## WHAT THIS TASK INVOLVES
Given the entries below, copy each of them out exactly.
==================================================
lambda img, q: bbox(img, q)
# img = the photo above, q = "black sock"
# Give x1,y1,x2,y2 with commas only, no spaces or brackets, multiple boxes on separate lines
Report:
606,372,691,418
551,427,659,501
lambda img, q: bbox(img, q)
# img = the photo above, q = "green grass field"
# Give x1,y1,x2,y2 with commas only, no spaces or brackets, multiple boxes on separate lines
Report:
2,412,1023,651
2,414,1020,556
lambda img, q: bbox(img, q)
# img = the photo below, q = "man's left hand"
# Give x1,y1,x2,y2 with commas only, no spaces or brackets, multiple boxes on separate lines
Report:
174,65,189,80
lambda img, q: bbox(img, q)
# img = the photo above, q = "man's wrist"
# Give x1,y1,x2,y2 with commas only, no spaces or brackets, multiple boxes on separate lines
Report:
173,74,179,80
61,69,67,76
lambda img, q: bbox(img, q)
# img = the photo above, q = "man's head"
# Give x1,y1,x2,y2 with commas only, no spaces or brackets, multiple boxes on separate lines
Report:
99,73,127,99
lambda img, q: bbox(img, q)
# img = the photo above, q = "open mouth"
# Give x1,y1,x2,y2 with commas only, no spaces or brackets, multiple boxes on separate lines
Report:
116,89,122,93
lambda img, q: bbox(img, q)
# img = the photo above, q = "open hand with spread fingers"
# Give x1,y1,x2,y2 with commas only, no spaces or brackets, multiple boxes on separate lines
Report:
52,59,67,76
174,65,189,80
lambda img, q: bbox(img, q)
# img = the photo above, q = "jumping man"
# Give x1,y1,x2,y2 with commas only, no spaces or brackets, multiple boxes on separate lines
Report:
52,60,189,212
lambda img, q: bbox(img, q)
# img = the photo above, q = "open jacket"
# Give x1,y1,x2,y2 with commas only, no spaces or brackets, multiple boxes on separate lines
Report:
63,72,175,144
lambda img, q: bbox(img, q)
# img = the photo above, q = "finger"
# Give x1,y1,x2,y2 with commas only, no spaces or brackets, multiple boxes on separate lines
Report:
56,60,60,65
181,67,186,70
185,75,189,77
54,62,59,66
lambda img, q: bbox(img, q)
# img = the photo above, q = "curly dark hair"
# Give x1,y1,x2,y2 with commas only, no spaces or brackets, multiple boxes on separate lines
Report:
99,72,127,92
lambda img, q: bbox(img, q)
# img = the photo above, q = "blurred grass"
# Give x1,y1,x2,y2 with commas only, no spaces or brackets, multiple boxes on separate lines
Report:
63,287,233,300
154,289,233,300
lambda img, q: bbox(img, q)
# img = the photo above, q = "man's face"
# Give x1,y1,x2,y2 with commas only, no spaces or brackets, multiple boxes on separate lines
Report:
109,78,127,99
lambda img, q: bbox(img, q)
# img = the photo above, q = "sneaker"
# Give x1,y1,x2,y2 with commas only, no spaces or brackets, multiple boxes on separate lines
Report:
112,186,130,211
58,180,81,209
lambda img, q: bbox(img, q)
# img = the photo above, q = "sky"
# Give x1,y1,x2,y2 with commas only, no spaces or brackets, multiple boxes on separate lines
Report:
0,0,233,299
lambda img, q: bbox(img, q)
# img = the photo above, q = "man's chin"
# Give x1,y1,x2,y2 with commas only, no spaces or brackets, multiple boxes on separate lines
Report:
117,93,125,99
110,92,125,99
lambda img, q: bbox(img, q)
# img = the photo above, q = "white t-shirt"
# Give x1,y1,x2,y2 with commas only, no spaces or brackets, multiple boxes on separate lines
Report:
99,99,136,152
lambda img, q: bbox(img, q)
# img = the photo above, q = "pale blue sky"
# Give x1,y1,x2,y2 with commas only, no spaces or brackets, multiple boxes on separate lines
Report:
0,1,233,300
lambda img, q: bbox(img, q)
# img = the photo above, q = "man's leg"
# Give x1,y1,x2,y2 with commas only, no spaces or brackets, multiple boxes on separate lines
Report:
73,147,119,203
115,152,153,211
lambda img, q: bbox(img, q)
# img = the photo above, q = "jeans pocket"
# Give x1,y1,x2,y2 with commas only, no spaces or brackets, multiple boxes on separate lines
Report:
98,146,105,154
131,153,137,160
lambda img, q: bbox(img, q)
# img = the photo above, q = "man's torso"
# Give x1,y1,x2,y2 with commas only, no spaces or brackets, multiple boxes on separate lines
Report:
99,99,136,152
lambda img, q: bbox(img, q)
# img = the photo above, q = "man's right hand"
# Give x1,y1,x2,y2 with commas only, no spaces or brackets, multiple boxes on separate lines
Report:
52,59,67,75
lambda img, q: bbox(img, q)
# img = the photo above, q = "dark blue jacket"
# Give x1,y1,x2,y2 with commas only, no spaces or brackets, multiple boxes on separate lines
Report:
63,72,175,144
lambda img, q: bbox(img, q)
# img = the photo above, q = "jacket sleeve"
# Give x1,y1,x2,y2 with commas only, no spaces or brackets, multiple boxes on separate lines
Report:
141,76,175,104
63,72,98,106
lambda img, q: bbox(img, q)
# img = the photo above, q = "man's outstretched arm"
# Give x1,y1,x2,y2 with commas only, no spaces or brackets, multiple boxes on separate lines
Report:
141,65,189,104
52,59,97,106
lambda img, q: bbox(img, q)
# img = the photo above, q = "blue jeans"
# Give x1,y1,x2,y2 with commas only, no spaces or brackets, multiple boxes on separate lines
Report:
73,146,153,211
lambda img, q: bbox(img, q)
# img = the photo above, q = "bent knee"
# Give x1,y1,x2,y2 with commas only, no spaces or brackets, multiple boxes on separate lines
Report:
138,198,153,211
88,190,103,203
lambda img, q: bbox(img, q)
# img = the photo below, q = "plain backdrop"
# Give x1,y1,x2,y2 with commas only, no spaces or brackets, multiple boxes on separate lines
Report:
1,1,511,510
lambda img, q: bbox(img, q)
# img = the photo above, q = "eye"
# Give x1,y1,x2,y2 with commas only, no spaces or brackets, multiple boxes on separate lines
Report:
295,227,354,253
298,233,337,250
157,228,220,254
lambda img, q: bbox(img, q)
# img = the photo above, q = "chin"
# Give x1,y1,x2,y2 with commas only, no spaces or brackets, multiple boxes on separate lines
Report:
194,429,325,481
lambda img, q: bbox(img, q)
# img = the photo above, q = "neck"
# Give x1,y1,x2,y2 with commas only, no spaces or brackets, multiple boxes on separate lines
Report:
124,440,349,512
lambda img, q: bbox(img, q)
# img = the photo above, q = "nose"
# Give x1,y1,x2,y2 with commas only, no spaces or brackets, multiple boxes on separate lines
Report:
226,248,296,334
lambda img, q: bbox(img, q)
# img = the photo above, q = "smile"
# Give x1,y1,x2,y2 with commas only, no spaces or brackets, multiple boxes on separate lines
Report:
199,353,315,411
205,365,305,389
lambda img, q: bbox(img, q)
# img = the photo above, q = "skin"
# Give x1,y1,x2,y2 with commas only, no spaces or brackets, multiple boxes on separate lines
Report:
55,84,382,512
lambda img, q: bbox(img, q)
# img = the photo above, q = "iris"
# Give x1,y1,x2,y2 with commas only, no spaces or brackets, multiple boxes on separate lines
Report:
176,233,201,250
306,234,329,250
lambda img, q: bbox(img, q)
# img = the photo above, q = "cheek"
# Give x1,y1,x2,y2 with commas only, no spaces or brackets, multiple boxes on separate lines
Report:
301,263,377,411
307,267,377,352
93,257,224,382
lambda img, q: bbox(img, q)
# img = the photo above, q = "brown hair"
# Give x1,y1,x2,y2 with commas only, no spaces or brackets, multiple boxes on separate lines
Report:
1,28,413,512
==================================================
## RESPONSE
lambda img, q: bbox(img, q)
# img = the photo above, q = "black sock"
# Give x1,y1,x2,y2 with commas only, no spaces or brackets, multiple boxes on separate lines
Report:
606,372,691,418
551,427,659,501
lambda img, q: bbox(img, q)
# img = the photo above, q = "green grass field"
# Give x1,y1,x2,y2 with commas only, no spaces or brackets, multiple boxes on separate lines
Report:
2,412,1023,651
2,414,1020,556
lambda img, q: bbox(img, q)
# img = the photo below, q = "man's left hand"
# Give x1,y1,x2,y2 with commas only, no spaces or brackets, multiple boxes on separate lines
Report:
174,65,189,80
lambda img, q: bbox(img, q)
# img = the photo above, q = "man's wrist"
# Give x1,y1,x2,y2 with commas only, no spaces or brackets, multiple boxes on separate lines
Report:
173,74,179,80
61,69,67,76
lambda img, q: bbox(img, q)
# img = the photo above, q = "man's head"
# Give x1,y1,x2,y2 with commas only, no spaces or brackets, multiple boxes on separate lines
Report:
99,73,127,99
lambda img, q: bbox(img, q)
# img = the photo above, q = "open mouth"
# Give x1,y1,x2,y2 with commas only, no spaces or brackets, multiple boxes on separate lines
Report:
116,89,122,93
lambda img, q: bbox(img, q)
# img = the photo above, q = "open hand with spread fingers"
# Give x1,y1,x2,y2 with commas only, no spaces or brackets, multiple boxes on separate lines
Report:
52,59,67,76
174,65,189,80
lambda img, q: bbox(img, q)
# img = the photo above, q = "jumping man"
# Give x1,y1,x2,y2 with commas only, no spaces or brackets, multiple boxes on separate lines
Report:
52,60,189,212
lambda img, q: bbox(img, q)
# img = the photo above, q = "open jacket"
# Give x1,y1,x2,y2 with commas only, no spaces or brackets, multiple boxes on separate lines
Report:
63,72,175,144
lambda img, q: bbox(img, q)
# img = the photo above, q = "finger"
# Give x1,y1,x2,y2 with commas only, no spaces or brackets, multiple boxes on separate lines
Report:
56,60,60,65
181,67,186,70
185,75,189,77
54,62,59,66
lambda img, q: bbox(img, q)
# img = the photo above, q = "curly dark hair"
# Give x1,y1,x2,y2 with commas only, no spaces or brackets, multiple boxes on separate lines
Report:
99,72,127,92
lambda img, q: bbox(img, q)
# img = the photo above, q = "blurred grass"
# Give x1,y1,x2,y2 with commas only, no spaces or brackets, multiple boxes on separate lines
Report:
63,287,233,300
154,289,233,300
lambda img, q: bbox(img, q)
# img = the photo above, q = "man's face"
# Give x1,y1,x2,y2 with commas only, no spaces or brackets, multiple boxes on separate lines
Report:
109,78,127,99
lambda img, q: bbox(img, q)
# img = the photo above, q = "sneaker"
# Give x1,y1,x2,y2 with commas only, no spaces or brackets, multiple boxes on separate lines
Report:
112,186,130,211
58,180,81,209
lambda img, q: bbox(img, q)
# img = the photo above, q = "sky"
# Give x1,y1,x2,y2 with commas only, no spaces or brackets, multiple boxes on separate lines
Report:
0,0,233,299
lambda img, q: bbox(img, q)
# img = the photo above, q = "man's chin"
# Give x1,y1,x2,y2 with commas only, no spaces or brackets, multiple boxes on separate lines
Report:
117,93,125,99
110,92,125,99
lambda img, q: bbox(img, q)
# img = the photo above, q = "white t-shirt"
# Give x1,y1,x2,y2 with commas only, no spaces or brackets, multiple boxes on separate lines
Report:
99,99,136,152
lambda img, q: bbox(img, q)
# img = the photo above, q = "pale blue sky"
# Give x1,y1,x2,y2 with commas only, no spaces or brackets, multiple boxes on separate lines
Report:
0,1,233,300
lambda img, q: bbox(img, q)
# img = the photo above, q = "man's leg"
# Give x1,y1,x2,y2 with commas only, no spaces or brackets, multiple boxes on separate lines
Report:
73,147,119,203
115,152,153,211
lambda img, q: bbox(img, q)
# img = the photo above, q = "jeans pocket"
# Give x1,y1,x2,y2 with commas only, no spaces or brackets, multiple boxes on separate lines
Report:
98,146,105,154
131,153,137,160
lambda img, q: bbox(img, q)
# img = the photo above, q = "man's torso"
# Give x1,y1,x2,y2 with commas only, no spaces or brackets, multiple boxes on separate lines
Report:
99,99,136,152
lambda img, q: bbox(img, q)
# img = the photo above, q = "man's right hand"
# Give x1,y1,x2,y2 with commas only, no spaces or brackets, multiple boxes on separate lines
Report:
52,59,67,75
lambda img, q: bbox(img, q)
# img = the photo above, q = "dark blue jacket"
# Give x1,y1,x2,y2 with commas only, no spaces or brackets, multiple boxes on separate lines
Report:
63,72,175,144
lambda img, q: bbox(img, q)
# img = the photo above, q = "jacket sleeve"
# Give x1,y1,x2,y2 with commas only, no spaces or brackets, multiple boxes on separate lines
Report:
141,76,175,104
63,72,98,106
lambda img, q: bbox(img, q)
# img = the photo above, q = "man's outstretched arm"
# Give x1,y1,x2,y2 with commas only, no spaces or brackets, multiple boxes on separate lines
Report:
141,65,189,104
52,59,97,106
lambda img, q: bbox(img, q)
# img = the photo above, q = "blue jeans"
# Give x1,y1,x2,y2 with commas only, no spaces or brackets, multiple boxes on separate lines
Report:
73,146,153,211
lambda img, q: bbox(img, q)
# img = the photo above, q = "bent knee"
# Give x1,y1,x2,y2 with commas only, no spaces or brackets, multiple boxes on separate lines
Report:
138,198,153,211
88,190,103,203
lambda img, q: bbox(img, q)
# img = the photo below, q = "plain backdrop"
# Give x1,y1,x2,y2 with commas only, no spaces or brackets, multiple boxes on separate lines
Report:
1,1,511,510
lambda img, q: bbox(img, q)
# img = the photo above, q = "eye"
# Give x1,y1,x2,y2 with commas only, no spaces or brackets, multiple boxes on separate lines
Report:
295,227,354,253
298,233,337,250
157,228,220,254
lambda img, q: bbox(img, q)
# img = the photo above, q = "chin"
# Give x1,y1,x2,y2 with commas only, no spaces or brackets, multiple boxes on separate lines
Report:
194,429,325,481
lambda img, q: bbox(img, q)
# img = the photo above, q = "neck"
# Give x1,y1,x2,y2 with commas only, no spaces or brackets, multiple boxes on separate lines
Report:
124,440,349,512
lambda img, q: bbox(img, q)
# img = the photo above, q = "nose"
# Give x1,y1,x2,y2 with commas only, no spaces or brackets, multiple boxes on separate lines
Report:
226,248,296,334
lambda img, q: bbox(img, q)
# img = the photo above, q = "smile"
# Give x1,y1,x2,y2 with commas only, no spaces or brackets, multiple boxes on separate lines
Report:
199,353,315,411
205,365,305,389
lambda img, q: bbox(img, q)
# img = the photo above, q = "skin"
# Give x1,y1,x2,y2 with commas only, no spaces or brackets, multiple boxes on separate lines
Report:
55,84,382,512
lambda img, q: bbox(img, q)
# img = the photo above, q = "iris"
# Give x1,y1,x2,y2 with commas only, no spaces or brackets, multiple boxes on separate lines
Report:
176,233,201,250
306,234,329,250
lambda img, q: bbox(img, q)
# img = the photo above, q = "cheek"
# Give x1,y1,x2,y2 with commas only, no spaces or brackets, multiple boxes on separate lines
Report:
301,263,377,411
307,267,377,352
93,257,224,382
lambda img, q: bbox(img, q)
# img = the photo above, q = "brown hair"
# Give x1,y1,x2,y2 with commas only, no spaces or brackets, multiple boxes on separate lines
Report:
1,28,413,512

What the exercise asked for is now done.